(Passage provided Opens)

In many ways, this was the most interesting whisky we tried in an extra special Chorlton birthday quartet. This was exactly why it was the 1st expression that led to acquiring three additional bottles and several evenings of tastings – from London to Mumbai – where we sniffed, swished, and savoured our way through these unique bottles.

Bunnahabhain 18 year (28 Feb 2002 / 2021) Sherry Butt 53.4%

What was our impression from London in October 2022?

  • Nose – Initially very ‘fresh’ yet shy, red delicious apple skins, a hint of sherry, dry wood, a bit of tobacco leaf, something a touch sharp, then started to open up further with banana cake and brown sugar, shifted again to sour cream
  • Palate – 1st sip was harsh then it mellowed into a spicy fruity smoothie, caramel, oily with substance, then roasted nuts
  • Finish – Spice and smoke that gradually sweetens

It was full of contrasts – shy on the nose but forceful on the palate, kept shifting and changing. It is also one of those whiskies you need to spend a bit of time with… try only once and you would miss its quirky chameleon character.

The longer we spent with the Bunnahabhain, the more we appreciated it. For one London-based Whisky Lady, this was the clear favourite.

We also thought it would go well with cheese… which is exactly what I tried later in Mumbai – definitely works – particularly a nice sharp old cheddar.

How did this contrast or compare with our Mumbai tasting experiences just a month later in November 2022?

  • Nose – Lemon, mint, vanilla, asparagus, mushrooms, stewed cherries… though a bit shy it kept moving around and revealing different elements the longer it was in the glass… next was camomile, waxy, biscuits, tinned peaches, marscapone
  • Palate – Honey, apples, some forest moss and more mushrooms, pine, green chillies, milk chocolate, nutty… take too large a sip and you would be greeted with a brushfire!
  • Finish – Cloves, star anise, pine needles, green chillies, very dry, edging towards smoke

Just like our 1st experience, this Bunnahabhain is not to be underestimated. It captivated us with its curiously shifting character. For most, this was the favourite and our only regret was having to split 100ml between 8 ladies! We would have loved to add a bit more to our glass and settle down with it, see if it continued to morph or rested on a few elements.

(Passage provided Closes)
(Record extracts Opens)

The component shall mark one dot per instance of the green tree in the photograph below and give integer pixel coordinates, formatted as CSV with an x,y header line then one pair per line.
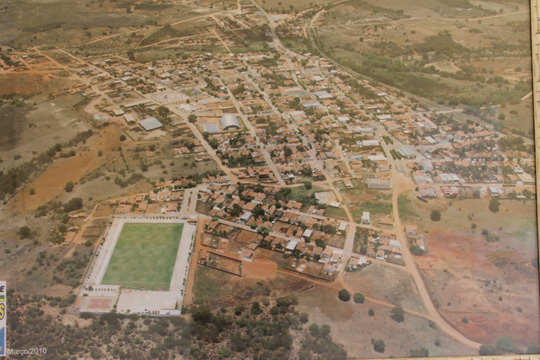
x,y
69,186
359,298
378,345
489,350
398,314
256,308
494,205
314,330
422,352
24,232
416,250
344,295
505,343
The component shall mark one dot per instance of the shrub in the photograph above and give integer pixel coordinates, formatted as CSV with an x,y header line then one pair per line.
x,y
398,314
359,298
378,345
24,232
494,205
489,350
344,295
69,186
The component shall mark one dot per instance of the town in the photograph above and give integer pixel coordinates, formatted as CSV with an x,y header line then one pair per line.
x,y
276,161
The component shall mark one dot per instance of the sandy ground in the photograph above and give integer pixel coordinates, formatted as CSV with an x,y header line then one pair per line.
x,y
484,283
50,184
384,282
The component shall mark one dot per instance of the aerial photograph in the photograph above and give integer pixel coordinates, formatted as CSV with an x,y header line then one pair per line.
x,y
267,179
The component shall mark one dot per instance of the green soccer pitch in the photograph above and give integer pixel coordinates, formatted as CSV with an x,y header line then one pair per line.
x,y
144,256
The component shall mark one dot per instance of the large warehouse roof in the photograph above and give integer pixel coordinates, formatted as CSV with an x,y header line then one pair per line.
x,y
150,124
228,121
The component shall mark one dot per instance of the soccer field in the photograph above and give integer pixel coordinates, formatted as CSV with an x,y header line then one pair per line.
x,y
144,256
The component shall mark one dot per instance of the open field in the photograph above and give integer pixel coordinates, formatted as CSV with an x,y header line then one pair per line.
x,y
352,325
383,282
493,276
139,248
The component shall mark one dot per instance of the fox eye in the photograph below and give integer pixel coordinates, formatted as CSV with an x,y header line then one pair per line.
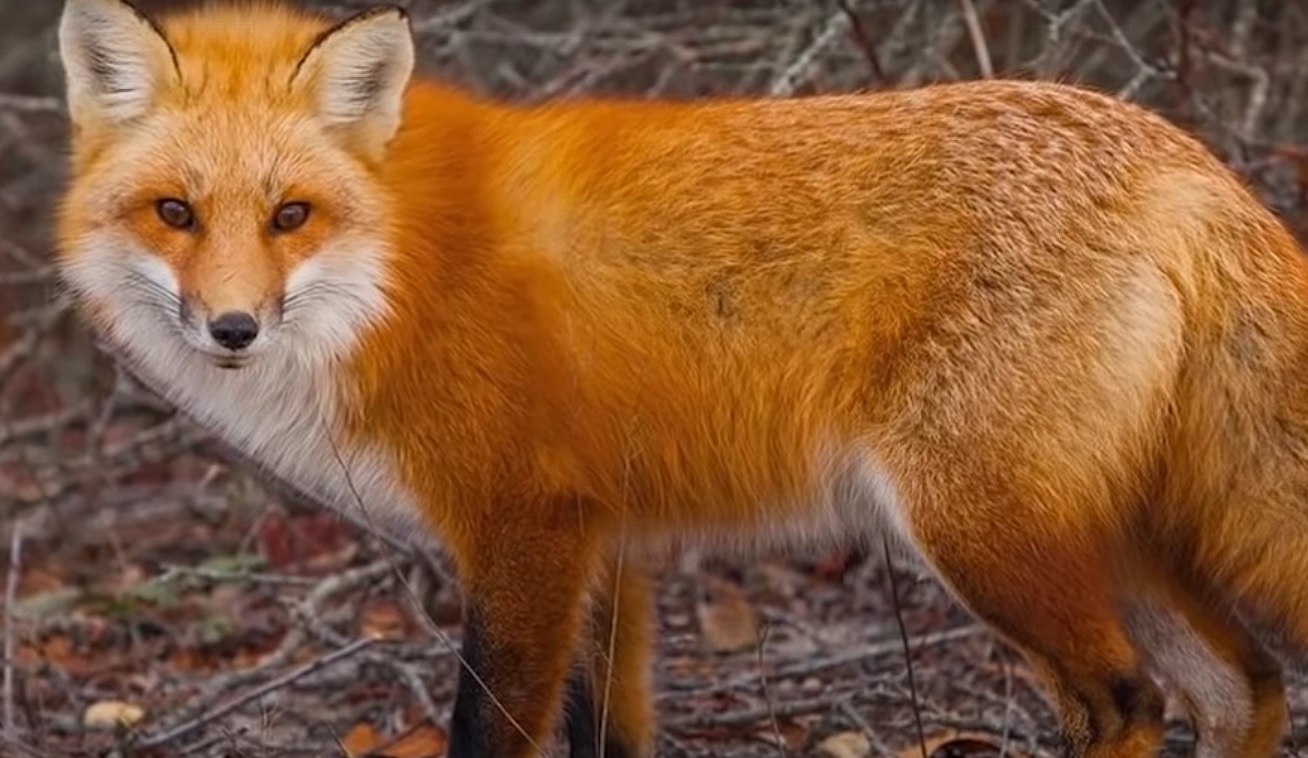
x,y
291,216
175,213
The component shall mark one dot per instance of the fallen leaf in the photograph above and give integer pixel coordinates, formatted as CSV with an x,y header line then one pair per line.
x,y
845,745
425,741
360,740
727,621
383,620
111,714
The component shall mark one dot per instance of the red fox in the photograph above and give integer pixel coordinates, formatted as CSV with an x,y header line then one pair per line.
x,y
1039,339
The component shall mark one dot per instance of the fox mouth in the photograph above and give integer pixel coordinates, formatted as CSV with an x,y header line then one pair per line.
x,y
232,362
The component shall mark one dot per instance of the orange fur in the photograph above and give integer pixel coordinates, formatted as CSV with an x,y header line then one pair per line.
x,y
1039,336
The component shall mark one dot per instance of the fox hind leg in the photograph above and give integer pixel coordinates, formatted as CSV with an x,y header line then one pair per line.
x,y
1048,590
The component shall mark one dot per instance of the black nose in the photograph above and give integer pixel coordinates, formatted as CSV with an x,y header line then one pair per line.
x,y
234,329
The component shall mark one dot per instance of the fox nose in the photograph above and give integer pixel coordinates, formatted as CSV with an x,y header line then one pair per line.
x,y
234,329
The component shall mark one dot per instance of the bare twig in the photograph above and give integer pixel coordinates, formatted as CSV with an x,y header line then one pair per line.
x,y
977,34
11,595
285,680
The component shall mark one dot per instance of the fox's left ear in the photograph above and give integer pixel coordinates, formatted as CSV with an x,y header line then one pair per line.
x,y
356,73
115,60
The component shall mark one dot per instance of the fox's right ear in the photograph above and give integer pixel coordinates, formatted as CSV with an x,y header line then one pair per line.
x,y
115,60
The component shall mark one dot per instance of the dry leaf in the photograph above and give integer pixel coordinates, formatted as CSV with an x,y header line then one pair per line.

(Record extracts Closes)

> [Problem] Reproduce the Bunnahabhain tasting notes word for word, from "In many ways, this" up to and including "in October 2022?". Use only the Bunnahabhain tasting notes, not the data.

> [Answer to this problem]
In many ways, this was the most interesting whisky we tried in an extra special Chorlton birthday quartet. This was exactly why it was the 1st expression that led to acquiring three additional bottles and several evenings of tastings – from London to Mumbai – where we sniffed, swished, and savoured our way through these unique bottles.

Bunnahabhain 18 year (28 Feb 2002 / 2021) Sherry Butt 53.4%

What was our impression from London in October 2022?